§ EXERCISE INPUT:
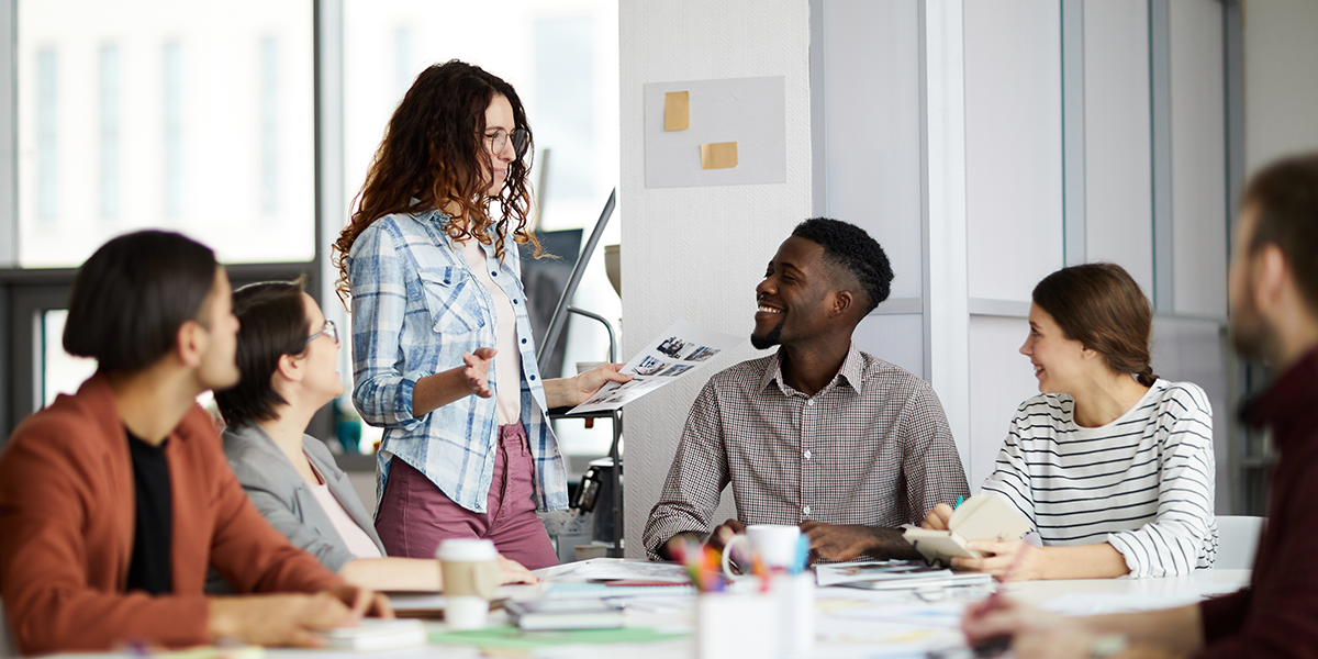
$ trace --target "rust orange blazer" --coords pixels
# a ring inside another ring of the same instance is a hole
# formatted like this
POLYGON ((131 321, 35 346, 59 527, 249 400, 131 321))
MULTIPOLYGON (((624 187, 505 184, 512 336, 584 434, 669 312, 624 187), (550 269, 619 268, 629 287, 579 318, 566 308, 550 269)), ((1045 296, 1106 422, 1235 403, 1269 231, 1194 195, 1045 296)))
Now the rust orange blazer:
POLYGON ((200 407, 170 432, 165 456, 174 592, 125 593, 136 497, 109 385, 95 376, 13 431, 0 452, 0 597, 18 651, 206 643, 208 567, 240 592, 316 592, 340 583, 256 510, 200 407))

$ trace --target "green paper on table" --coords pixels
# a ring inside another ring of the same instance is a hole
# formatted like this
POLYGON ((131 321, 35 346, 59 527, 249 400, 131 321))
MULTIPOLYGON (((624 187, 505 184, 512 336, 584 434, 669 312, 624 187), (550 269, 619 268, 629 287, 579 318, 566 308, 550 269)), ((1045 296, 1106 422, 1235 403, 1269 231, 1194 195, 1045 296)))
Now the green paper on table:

§ DIRECTIVE: Return to the listing above and set it down exactly, leaving out its pictures.

§ EXERCISE RESPONSE:
$ trace --target "rust orange blazer" --coords pixels
# a ring inside another ring of the same instance is a hole
# formatted like this
POLYGON ((131 321, 35 346, 59 527, 249 400, 131 321))
MULTIPOLYGON (((624 187, 505 184, 512 336, 584 434, 669 312, 624 187), (550 269, 619 268, 629 287, 579 318, 566 308, 550 269)), ((1045 296, 1106 422, 1235 403, 1269 231, 1194 195, 1045 296)))
Now the rust orange blazer:
POLYGON ((200 407, 170 432, 165 456, 174 592, 125 593, 136 497, 109 385, 95 376, 13 431, 0 452, 0 597, 18 651, 206 643, 208 567, 240 592, 316 592, 340 583, 256 510, 200 407))

$ trace --target "green paper on table" --coords pixels
# a ring inside another ring of the same instance is a hole
# formatted like this
POLYGON ((131 321, 35 346, 59 527, 249 400, 131 321))
MULTIPOLYGON (((624 187, 505 184, 512 336, 584 434, 669 312, 624 187), (550 269, 619 268, 629 287, 579 318, 566 308, 550 269)), ((1045 296, 1106 422, 1235 403, 1269 231, 1194 195, 1045 296)))
Now the green paper on table:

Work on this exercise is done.